Entries from a point annotation set

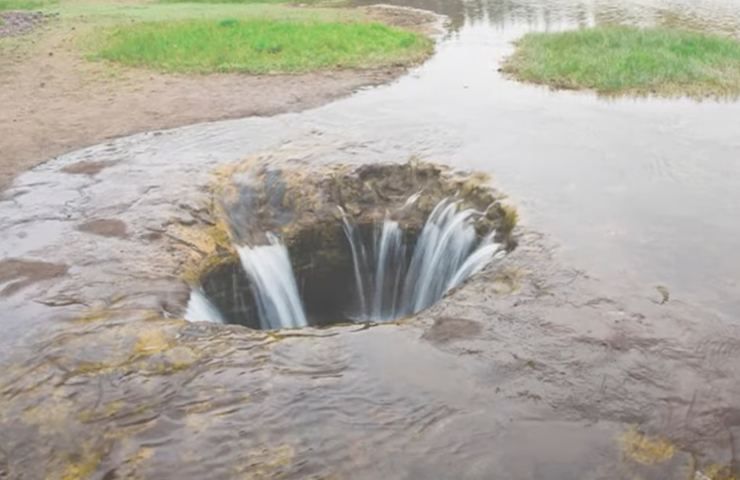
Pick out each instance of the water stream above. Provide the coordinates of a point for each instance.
(394, 276)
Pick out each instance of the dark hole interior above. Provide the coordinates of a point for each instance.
(322, 263)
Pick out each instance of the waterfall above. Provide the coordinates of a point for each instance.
(200, 309)
(446, 253)
(273, 284)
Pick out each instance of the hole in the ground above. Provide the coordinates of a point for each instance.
(352, 267)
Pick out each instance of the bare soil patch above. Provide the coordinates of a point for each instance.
(54, 101)
(19, 23)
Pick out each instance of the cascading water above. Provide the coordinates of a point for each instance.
(394, 274)
(446, 253)
(378, 275)
(273, 284)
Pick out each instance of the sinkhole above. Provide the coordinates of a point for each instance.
(372, 244)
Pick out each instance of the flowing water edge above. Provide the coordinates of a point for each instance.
(562, 362)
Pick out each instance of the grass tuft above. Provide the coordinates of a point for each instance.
(7, 5)
(616, 60)
(261, 46)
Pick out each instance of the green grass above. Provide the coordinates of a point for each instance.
(621, 60)
(260, 46)
(25, 4)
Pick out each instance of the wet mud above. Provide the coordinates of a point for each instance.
(492, 380)
(536, 368)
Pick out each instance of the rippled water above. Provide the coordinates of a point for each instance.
(639, 192)
(532, 385)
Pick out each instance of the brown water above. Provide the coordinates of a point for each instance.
(538, 374)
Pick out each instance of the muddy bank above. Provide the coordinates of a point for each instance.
(536, 352)
(55, 101)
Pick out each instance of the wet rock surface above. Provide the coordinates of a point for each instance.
(529, 370)
(105, 227)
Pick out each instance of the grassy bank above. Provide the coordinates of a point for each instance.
(622, 60)
(25, 4)
(260, 46)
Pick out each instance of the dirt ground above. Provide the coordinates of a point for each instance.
(54, 101)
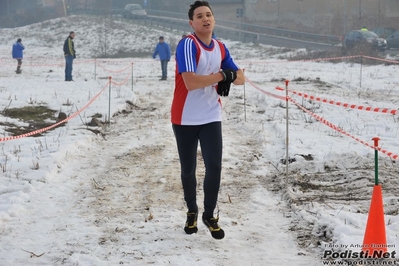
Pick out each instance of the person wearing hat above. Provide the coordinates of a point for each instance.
(17, 53)
(70, 54)
(163, 51)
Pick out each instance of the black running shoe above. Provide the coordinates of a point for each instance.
(191, 223)
(212, 224)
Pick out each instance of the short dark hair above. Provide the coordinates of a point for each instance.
(196, 5)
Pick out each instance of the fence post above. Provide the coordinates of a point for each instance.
(245, 102)
(95, 68)
(132, 76)
(109, 101)
(361, 68)
(286, 133)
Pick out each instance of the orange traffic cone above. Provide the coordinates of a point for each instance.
(375, 240)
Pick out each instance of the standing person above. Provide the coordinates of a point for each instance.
(17, 53)
(70, 54)
(204, 72)
(163, 50)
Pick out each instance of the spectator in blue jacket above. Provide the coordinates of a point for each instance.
(18, 54)
(163, 50)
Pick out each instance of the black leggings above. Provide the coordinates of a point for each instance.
(210, 138)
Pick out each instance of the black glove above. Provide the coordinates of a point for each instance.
(229, 75)
(224, 88)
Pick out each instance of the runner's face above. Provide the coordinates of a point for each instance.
(203, 20)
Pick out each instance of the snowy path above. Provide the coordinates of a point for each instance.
(127, 198)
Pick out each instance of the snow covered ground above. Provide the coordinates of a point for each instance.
(109, 195)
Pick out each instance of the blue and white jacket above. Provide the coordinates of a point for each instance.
(17, 49)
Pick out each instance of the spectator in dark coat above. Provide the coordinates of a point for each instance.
(163, 50)
(70, 54)
(18, 54)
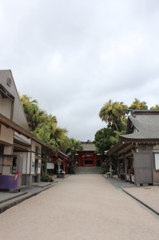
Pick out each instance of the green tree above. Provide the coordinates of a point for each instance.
(105, 138)
(156, 107)
(113, 112)
(32, 111)
(137, 105)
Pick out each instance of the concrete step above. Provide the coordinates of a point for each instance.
(88, 170)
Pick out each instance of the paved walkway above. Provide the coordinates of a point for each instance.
(80, 207)
(147, 195)
(9, 199)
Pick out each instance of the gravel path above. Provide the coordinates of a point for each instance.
(79, 207)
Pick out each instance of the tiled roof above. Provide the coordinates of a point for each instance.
(88, 146)
(147, 124)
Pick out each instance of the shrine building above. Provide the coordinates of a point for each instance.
(88, 157)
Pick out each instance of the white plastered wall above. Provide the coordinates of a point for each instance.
(5, 106)
(6, 135)
(34, 145)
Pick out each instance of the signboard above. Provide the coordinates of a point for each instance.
(39, 166)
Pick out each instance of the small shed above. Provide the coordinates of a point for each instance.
(138, 150)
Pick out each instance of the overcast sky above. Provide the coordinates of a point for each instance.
(75, 55)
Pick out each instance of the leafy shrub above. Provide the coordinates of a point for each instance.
(46, 178)
(104, 169)
(71, 170)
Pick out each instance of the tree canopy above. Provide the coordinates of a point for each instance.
(113, 113)
(137, 105)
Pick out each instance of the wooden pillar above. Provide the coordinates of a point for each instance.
(64, 166)
(126, 167)
(80, 160)
(118, 164)
(94, 160)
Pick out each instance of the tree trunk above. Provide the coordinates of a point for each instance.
(116, 126)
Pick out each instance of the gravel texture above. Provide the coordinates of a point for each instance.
(79, 207)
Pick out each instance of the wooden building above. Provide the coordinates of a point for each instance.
(88, 157)
(20, 151)
(64, 161)
(138, 150)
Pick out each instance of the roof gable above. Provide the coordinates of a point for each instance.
(147, 124)
(7, 82)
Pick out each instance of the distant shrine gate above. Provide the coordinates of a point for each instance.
(87, 157)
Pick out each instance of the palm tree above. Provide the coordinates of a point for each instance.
(111, 112)
(32, 111)
(74, 145)
(137, 105)
(156, 107)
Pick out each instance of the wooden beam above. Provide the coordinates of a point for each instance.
(126, 148)
(129, 154)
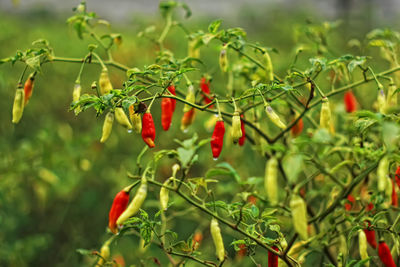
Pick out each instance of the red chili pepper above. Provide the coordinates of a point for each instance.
(385, 255)
(171, 89)
(148, 129)
(120, 203)
(394, 195)
(242, 250)
(297, 128)
(205, 88)
(28, 88)
(243, 138)
(166, 113)
(350, 102)
(370, 236)
(397, 176)
(350, 203)
(217, 139)
(272, 258)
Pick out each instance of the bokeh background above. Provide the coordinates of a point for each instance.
(57, 181)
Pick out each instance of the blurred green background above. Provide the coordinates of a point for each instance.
(57, 181)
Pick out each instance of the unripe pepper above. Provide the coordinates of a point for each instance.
(107, 126)
(382, 173)
(217, 238)
(391, 99)
(166, 113)
(274, 117)
(325, 119)
(299, 216)
(148, 129)
(223, 59)
(76, 93)
(187, 119)
(104, 254)
(104, 82)
(18, 106)
(190, 97)
(217, 139)
(172, 90)
(272, 258)
(362, 246)
(28, 88)
(236, 130)
(394, 195)
(268, 67)
(122, 118)
(119, 205)
(370, 234)
(243, 138)
(385, 255)
(350, 102)
(271, 180)
(297, 128)
(205, 88)
(136, 120)
(136, 202)
(164, 195)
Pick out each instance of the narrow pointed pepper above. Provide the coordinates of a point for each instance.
(18, 106)
(107, 126)
(217, 238)
(119, 205)
(217, 139)
(148, 129)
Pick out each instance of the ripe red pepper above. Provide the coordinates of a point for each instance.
(370, 236)
(243, 138)
(350, 102)
(205, 88)
(148, 129)
(166, 113)
(394, 195)
(350, 203)
(397, 176)
(297, 128)
(120, 203)
(385, 255)
(217, 139)
(272, 258)
(28, 88)
(171, 89)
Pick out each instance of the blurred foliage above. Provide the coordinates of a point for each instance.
(57, 181)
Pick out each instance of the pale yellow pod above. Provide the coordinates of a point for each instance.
(190, 97)
(76, 93)
(107, 126)
(382, 173)
(136, 202)
(236, 130)
(104, 82)
(362, 246)
(164, 195)
(122, 118)
(104, 253)
(274, 117)
(299, 216)
(325, 118)
(271, 180)
(18, 106)
(269, 71)
(217, 238)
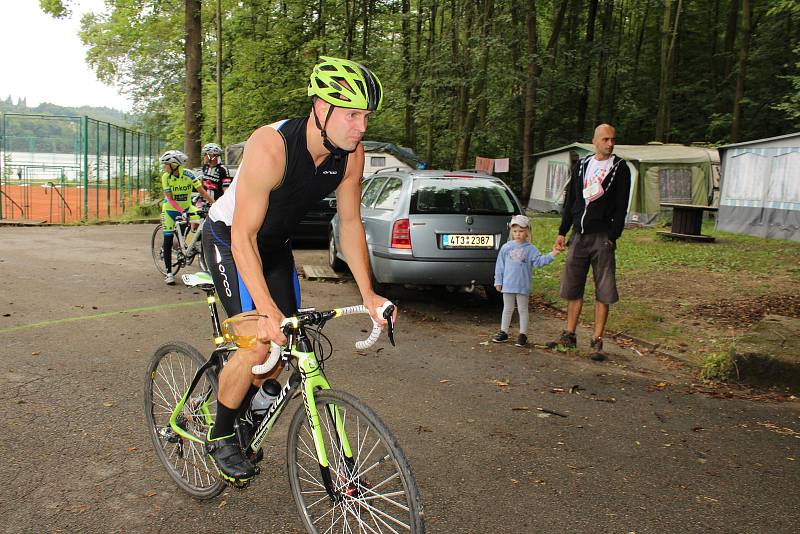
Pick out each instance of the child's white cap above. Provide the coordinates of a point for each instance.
(521, 221)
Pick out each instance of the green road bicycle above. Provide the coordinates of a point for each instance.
(347, 472)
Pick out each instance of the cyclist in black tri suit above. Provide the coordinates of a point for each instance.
(287, 168)
(216, 179)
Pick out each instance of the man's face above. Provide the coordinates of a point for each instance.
(604, 141)
(346, 127)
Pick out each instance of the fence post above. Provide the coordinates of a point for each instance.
(85, 136)
(108, 169)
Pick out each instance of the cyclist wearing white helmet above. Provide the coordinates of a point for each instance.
(216, 179)
(177, 183)
(288, 166)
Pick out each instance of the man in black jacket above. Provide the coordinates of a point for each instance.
(595, 206)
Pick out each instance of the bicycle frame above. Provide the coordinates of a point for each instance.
(308, 375)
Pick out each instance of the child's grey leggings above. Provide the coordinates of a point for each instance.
(521, 302)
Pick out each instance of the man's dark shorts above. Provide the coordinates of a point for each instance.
(590, 250)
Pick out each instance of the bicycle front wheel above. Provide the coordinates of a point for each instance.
(373, 491)
(157, 248)
(168, 377)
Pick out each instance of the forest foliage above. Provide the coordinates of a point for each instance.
(495, 78)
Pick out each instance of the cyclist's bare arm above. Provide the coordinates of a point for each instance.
(261, 171)
(351, 231)
(203, 193)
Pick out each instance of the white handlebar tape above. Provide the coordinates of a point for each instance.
(376, 328)
(275, 352)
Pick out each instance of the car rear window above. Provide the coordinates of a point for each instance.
(460, 196)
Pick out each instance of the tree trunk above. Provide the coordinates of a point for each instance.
(406, 74)
(219, 72)
(550, 57)
(349, 19)
(193, 108)
(730, 40)
(365, 33)
(468, 111)
(606, 25)
(744, 52)
(583, 103)
(668, 38)
(640, 41)
(434, 94)
(530, 103)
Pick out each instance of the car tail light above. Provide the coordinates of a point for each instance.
(401, 234)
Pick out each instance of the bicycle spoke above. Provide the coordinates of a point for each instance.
(371, 493)
(169, 378)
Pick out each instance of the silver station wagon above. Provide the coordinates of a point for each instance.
(428, 228)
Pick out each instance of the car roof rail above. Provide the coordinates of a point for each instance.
(387, 169)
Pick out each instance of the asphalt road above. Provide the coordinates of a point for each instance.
(635, 447)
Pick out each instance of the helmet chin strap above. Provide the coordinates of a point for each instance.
(337, 152)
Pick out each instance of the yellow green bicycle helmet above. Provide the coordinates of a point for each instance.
(346, 84)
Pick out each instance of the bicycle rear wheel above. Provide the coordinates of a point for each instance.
(157, 248)
(374, 491)
(168, 377)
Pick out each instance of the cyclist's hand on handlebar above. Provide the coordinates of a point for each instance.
(374, 302)
(269, 329)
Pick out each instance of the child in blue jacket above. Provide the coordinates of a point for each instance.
(512, 277)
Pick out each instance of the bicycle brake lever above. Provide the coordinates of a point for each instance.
(389, 323)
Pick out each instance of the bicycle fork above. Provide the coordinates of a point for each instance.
(314, 380)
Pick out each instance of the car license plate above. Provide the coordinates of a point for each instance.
(467, 241)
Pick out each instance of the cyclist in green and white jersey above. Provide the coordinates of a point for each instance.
(177, 183)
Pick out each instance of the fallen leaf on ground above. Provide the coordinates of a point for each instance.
(499, 383)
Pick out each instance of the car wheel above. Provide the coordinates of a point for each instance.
(333, 260)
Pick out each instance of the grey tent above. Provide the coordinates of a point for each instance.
(760, 192)
(659, 173)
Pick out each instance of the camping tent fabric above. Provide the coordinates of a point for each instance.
(761, 188)
(233, 153)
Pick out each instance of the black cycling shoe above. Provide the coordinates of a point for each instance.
(227, 456)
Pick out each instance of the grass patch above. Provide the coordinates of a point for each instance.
(720, 367)
(664, 285)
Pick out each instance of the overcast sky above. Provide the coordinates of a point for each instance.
(44, 60)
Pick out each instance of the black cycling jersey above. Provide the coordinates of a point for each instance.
(215, 179)
(301, 187)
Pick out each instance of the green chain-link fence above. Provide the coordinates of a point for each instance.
(63, 169)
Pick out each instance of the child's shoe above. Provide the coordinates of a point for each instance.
(500, 337)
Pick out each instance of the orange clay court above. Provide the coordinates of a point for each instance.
(39, 203)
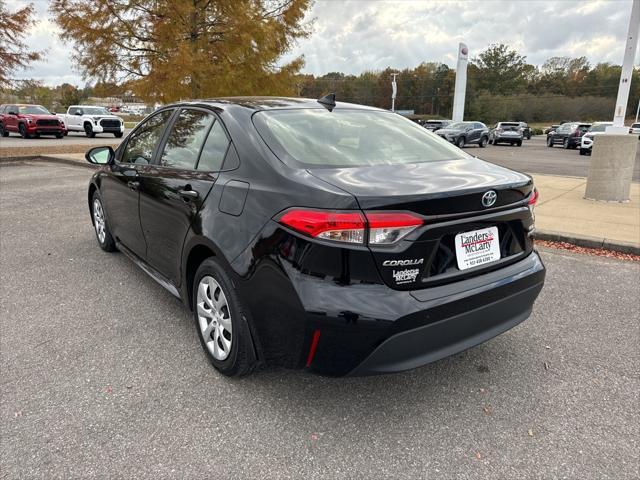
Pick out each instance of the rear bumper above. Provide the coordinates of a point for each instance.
(437, 322)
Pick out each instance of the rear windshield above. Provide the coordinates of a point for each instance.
(33, 110)
(317, 138)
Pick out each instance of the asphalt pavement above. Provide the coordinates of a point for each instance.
(535, 157)
(103, 375)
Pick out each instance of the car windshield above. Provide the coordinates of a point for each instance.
(348, 138)
(33, 110)
(95, 111)
(460, 125)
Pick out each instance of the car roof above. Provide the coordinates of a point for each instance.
(270, 103)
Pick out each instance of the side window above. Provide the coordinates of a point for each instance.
(142, 143)
(186, 138)
(214, 149)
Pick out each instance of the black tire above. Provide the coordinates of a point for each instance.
(241, 358)
(107, 243)
(88, 130)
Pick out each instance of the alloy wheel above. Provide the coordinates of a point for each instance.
(98, 220)
(214, 317)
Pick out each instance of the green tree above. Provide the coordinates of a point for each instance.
(14, 52)
(500, 69)
(169, 50)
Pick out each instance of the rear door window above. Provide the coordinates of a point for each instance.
(215, 149)
(186, 139)
(142, 143)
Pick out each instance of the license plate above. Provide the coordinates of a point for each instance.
(477, 247)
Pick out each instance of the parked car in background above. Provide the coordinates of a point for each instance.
(92, 120)
(335, 237)
(526, 130)
(465, 133)
(568, 134)
(586, 143)
(29, 121)
(506, 132)
(434, 125)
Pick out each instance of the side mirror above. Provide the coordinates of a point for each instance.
(100, 155)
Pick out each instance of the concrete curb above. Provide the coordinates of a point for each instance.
(589, 242)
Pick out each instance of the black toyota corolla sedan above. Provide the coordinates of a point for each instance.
(339, 238)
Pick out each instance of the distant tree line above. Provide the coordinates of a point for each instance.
(501, 85)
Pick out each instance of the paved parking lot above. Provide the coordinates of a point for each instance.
(102, 376)
(535, 157)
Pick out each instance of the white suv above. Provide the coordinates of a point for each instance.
(586, 142)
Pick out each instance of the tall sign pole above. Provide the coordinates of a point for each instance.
(461, 84)
(394, 91)
(627, 70)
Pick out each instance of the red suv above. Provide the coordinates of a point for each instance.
(29, 121)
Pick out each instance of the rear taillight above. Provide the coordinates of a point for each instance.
(346, 227)
(387, 228)
(382, 228)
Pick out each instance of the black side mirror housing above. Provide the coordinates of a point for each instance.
(100, 156)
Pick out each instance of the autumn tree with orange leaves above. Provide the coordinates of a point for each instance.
(14, 52)
(171, 50)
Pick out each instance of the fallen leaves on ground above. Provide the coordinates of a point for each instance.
(600, 252)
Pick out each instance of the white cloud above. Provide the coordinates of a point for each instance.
(361, 35)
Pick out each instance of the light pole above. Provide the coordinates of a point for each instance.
(394, 90)
(627, 70)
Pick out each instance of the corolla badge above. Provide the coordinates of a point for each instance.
(489, 198)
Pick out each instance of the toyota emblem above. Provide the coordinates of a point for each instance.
(489, 198)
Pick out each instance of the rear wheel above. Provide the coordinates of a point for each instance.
(221, 321)
(88, 130)
(105, 240)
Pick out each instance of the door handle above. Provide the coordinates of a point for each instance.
(188, 195)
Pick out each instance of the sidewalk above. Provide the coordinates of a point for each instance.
(562, 214)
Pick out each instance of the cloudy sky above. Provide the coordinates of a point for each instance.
(358, 35)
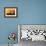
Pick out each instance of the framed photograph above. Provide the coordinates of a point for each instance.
(10, 12)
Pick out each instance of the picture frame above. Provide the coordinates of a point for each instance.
(10, 12)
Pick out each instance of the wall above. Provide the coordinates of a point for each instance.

# Exercise objective
Your task is to set down exactly the lines that run from the line holding "Pick out each instance of the black side" through the close of the entries, including both ends. Pictures stay out.

# Task answer
Pick out each instance of the black side mirror housing above. Provide the coordinates of a point for each instance.
(100, 156)
Pick out each instance of the autumn tree with orange leaves above. Provide the coordinates of a point for each instance.
(14, 52)
(171, 50)
Pick out each instance of the fallen leaves on ground above. Provide the coordinates of a point for each instance.
(600, 252)
Pick out each instance of the white cloud above. Provide the coordinates of a point for each instance.
(361, 35)
Pick out each instance of the light pole above. Provide the coordinates of a point for each instance.
(394, 90)
(627, 70)
Pick out each instance of the corolla badge above. Provide the coordinates of a point for each instance.
(489, 198)
Pick out each instance of the toyota emblem above. Provide the coordinates of a point for each instance.
(489, 198)
Pick out each instance of the rear wheel above. Provide the coordinates of a point for each instance.
(221, 321)
(88, 130)
(105, 240)
Pick out each instance of the door handle above. Provide the coordinates of a point for each instance.
(188, 195)
Pick out each instance of the sidewalk above. Provide the coordinates of a point for each instance.
(562, 214)
Pick out each instance of the cloudy sky above. Provide the coordinates of a point for each instance.
(358, 35)
Pick out each instance of the framed photograph above. Provide the coordinates of a point for each instance.
(10, 12)
Pick out each instance of the picture frame above. Provide the coordinates of a point for each instance.
(10, 12)
Pick out each instance of the wall above. Provide the coordinates of a point for each instance.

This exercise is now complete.